### [SHORT PROBLEM 1]
In the passage on return on capital, what does the author name as the most important quantitative measure for quality?
### [SHORT PROBLEM 2]
Carry the passage on return on capital forward from its last sentence.

I have discussed at length the qualitative attributes of high-quality companies in the link above.
In the following article, “Quantitative Metric No. 1: Return on Capital”, I suggested that the most important quantitative measure for quality is the return on capital, ROC.
https://klse.i3investor.com/blogs/kcchongnz/2020-02-09-story-h1483733832-Quality_Metric_number_1_Return_on_Capital_kcchongnz.jsp
I have also discussed in detail what ROCs are and how they are computed in the above article. I stressed that a quality company must earn a ROC higher than its cost of capital and hence should generally be a double-digit figure. That is a no-brainer.
Here, let us examine the ROCs of each individual stock in the random portfolio above which produced extra-ordinary return over the last 10 years and see if it is true that they have high ROC.

Quality investing focuses on a company’s ability to invest capital at high rates of return: post-tax levels of high-teens (and higher) are possible.”

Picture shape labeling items
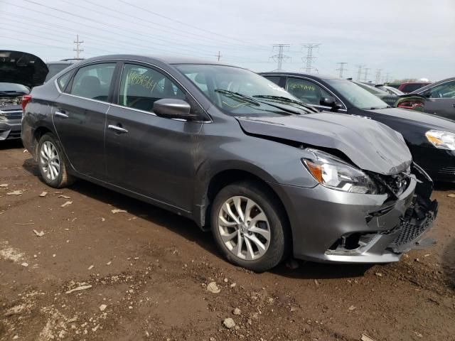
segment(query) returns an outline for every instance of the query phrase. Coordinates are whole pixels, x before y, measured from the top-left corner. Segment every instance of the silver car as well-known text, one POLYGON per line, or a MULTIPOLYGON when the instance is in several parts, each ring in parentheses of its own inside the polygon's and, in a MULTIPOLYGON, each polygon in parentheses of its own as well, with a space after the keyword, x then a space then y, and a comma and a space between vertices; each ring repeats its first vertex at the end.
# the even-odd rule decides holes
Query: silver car
POLYGON ((99 57, 23 105, 22 140, 46 184, 80 178, 187 217, 256 271, 291 254, 398 261, 436 216, 432 182, 400 134, 318 112, 242 68, 99 57))

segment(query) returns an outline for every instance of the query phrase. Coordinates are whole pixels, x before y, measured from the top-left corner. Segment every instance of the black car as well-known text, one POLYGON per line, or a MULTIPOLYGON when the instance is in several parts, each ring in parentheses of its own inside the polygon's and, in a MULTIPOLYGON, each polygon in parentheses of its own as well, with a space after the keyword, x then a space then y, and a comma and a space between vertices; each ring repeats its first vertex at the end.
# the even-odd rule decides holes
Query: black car
POLYGON ((80 60, 84 60, 84 58, 68 58, 63 59, 56 62, 48 62, 46 64, 49 69, 49 72, 46 77, 46 80, 44 81, 47 82, 60 71, 63 71, 75 63, 80 62, 80 60))
POLYGON ((0 50, 0 141, 21 137, 22 97, 43 84, 48 67, 25 52, 0 50))
MULTIPOLYGON (((410 110, 424 111, 425 106, 425 97, 419 94, 391 94, 387 91, 380 89, 371 83, 365 83, 362 82, 354 82, 359 87, 365 89, 368 92, 371 92, 377 97, 380 98, 390 107, 397 107, 397 108, 409 109, 410 110)), ((396 89, 395 89, 396 90, 396 89)), ((398 90, 399 91, 399 90, 398 90)))
POLYGON ((455 121, 455 77, 430 84, 412 94, 427 98, 425 112, 455 121))
POLYGON ((455 121, 392 108, 348 80, 302 73, 262 74, 321 110, 368 117, 400 132, 415 162, 437 181, 455 182, 455 121))
POLYGON ((24 102, 22 141, 46 184, 81 178, 191 218, 255 271, 291 253, 397 261, 437 212, 401 134, 240 67, 102 56, 24 102))

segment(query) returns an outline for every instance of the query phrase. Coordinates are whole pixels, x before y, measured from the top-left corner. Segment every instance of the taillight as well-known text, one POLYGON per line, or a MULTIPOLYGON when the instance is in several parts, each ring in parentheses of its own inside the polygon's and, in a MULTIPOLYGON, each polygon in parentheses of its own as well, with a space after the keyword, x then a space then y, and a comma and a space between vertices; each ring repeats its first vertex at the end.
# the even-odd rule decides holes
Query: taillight
POLYGON ((22 111, 26 111, 26 107, 31 101, 31 94, 24 94, 22 96, 22 111))

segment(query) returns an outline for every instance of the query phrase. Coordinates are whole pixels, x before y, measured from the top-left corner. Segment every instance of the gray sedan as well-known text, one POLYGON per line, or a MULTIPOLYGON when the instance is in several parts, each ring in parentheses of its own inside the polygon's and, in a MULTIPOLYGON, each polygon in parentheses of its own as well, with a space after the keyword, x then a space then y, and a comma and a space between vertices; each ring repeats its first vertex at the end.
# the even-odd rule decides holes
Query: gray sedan
POLYGON ((437 214, 400 134, 317 112, 242 68, 104 56, 23 104, 22 139, 46 184, 80 178, 187 217, 254 271, 291 254, 398 261, 437 214))

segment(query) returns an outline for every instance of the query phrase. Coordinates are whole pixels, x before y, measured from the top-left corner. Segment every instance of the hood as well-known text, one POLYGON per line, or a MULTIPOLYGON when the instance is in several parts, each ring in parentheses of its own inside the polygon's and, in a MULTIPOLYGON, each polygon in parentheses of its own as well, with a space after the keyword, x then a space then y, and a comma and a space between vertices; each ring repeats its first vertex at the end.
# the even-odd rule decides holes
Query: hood
POLYGON ((0 80, 28 87, 44 82, 48 67, 38 57, 19 51, 0 50, 0 80))
POLYGON ((395 117, 397 119, 406 119, 413 124, 428 127, 429 129, 443 130, 455 133, 455 121, 439 116, 415 110, 407 110, 400 108, 379 109, 377 110, 365 110, 383 115, 395 117))
POLYGON ((336 149, 361 169, 379 174, 397 174, 412 162, 402 135, 372 119, 329 112, 237 119, 247 133, 336 149))

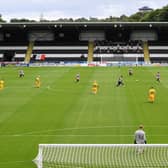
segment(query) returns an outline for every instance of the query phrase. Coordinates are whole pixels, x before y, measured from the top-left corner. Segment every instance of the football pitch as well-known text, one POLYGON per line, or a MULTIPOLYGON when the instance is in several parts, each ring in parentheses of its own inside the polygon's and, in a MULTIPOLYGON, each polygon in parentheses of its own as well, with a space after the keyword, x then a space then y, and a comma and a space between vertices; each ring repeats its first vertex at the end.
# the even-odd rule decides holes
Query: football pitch
POLYGON ((35 168, 38 144, 132 144, 143 124, 149 144, 168 143, 168 67, 0 68, 0 167, 35 168), (155 79, 157 72, 161 82, 155 79), (80 82, 75 82, 76 74, 80 82), (40 75, 41 87, 35 88, 40 75), (124 86, 116 87, 123 75, 124 86), (99 90, 91 93, 96 80, 99 90), (155 102, 148 90, 156 89, 155 102))

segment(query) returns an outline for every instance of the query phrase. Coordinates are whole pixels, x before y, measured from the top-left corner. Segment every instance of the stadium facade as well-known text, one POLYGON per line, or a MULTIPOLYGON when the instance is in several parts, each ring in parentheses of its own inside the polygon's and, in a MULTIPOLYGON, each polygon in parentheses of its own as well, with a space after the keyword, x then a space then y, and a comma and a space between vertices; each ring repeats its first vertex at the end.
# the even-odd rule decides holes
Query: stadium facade
POLYGON ((168 22, 0 24, 1 62, 168 62, 168 22))

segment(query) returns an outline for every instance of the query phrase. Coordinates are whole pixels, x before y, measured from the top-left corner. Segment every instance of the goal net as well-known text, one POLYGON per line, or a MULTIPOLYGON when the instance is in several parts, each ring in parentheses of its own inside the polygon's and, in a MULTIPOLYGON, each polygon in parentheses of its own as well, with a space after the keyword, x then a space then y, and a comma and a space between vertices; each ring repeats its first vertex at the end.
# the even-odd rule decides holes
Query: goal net
POLYGON ((167 168, 168 144, 39 144, 38 168, 167 168))

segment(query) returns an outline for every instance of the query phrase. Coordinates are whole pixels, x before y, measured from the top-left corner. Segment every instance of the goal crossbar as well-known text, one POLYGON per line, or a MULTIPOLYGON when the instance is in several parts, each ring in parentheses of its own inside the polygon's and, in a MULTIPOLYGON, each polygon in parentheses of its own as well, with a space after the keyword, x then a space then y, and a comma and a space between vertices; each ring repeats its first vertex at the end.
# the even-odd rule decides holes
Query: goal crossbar
POLYGON ((38 168, 167 168, 168 144, 39 144, 38 168))

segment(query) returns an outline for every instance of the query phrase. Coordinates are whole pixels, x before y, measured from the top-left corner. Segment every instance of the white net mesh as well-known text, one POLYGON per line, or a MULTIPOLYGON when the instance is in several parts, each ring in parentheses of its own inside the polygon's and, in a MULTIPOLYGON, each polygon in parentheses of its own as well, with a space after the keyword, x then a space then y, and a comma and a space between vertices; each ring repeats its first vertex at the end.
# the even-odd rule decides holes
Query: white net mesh
POLYGON ((38 168, 168 168, 168 144, 40 144, 38 168))

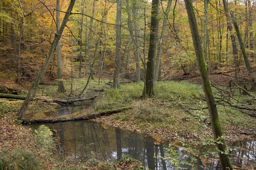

### [OUTPUT 1]
The return on capital (ROC).

### [OUTPUT 2]
First, we look at the share price movement and ROC of Carlsberg Brewery Malaysia, a producer of short-live consumer products with a well-known brand name.
Figure 1: Share price and ROC of Carlsberg

Carlsberg’s share price rose from RM4.62 ten years ago to RM36.20 at the close on 17th February 2020, for a gain of 684%, or a CAR of 23%! Its ROC has always been in double-digit figure, rising from 30% to 133% in 2019 as shown in Figure 1 above. Ignoring the valuation expansion part of it, that has proven the power of high and rising ROC in stock return.
Carlsberg competitor, Heineken Malaysia, performed very well too with 329% gain over the ten years period, or a good CAR of 15.7% as shown in Figure 2 below.
Figure 2: Share price and ROC of Heineken Malaysia

We can see from the chart that Heim has consistent high ROC of more than 60%, rising to 80% in 2018. Its share price rose in tandem from RM6.90 to close ten years at RM29.58 on 17th February 2020.
Next, we have Nestle, another high-quality company with high ROC, rising from 30% in year 2011 to 134% in 2019. Its share price improved the same magnitude as Heim, rising from RM33.76 ten years ago to RM145 at the close on 17th February 2020 as shown in Figure 3 below.
Figure 3: Share price and ROC of Nestle Malaysia

For the rest of the companies in the random quality portfolio, all their share prices have also way outperformed the broad KLCI as shown in Figures 4 to 8 below and Table 1 in the Appendix.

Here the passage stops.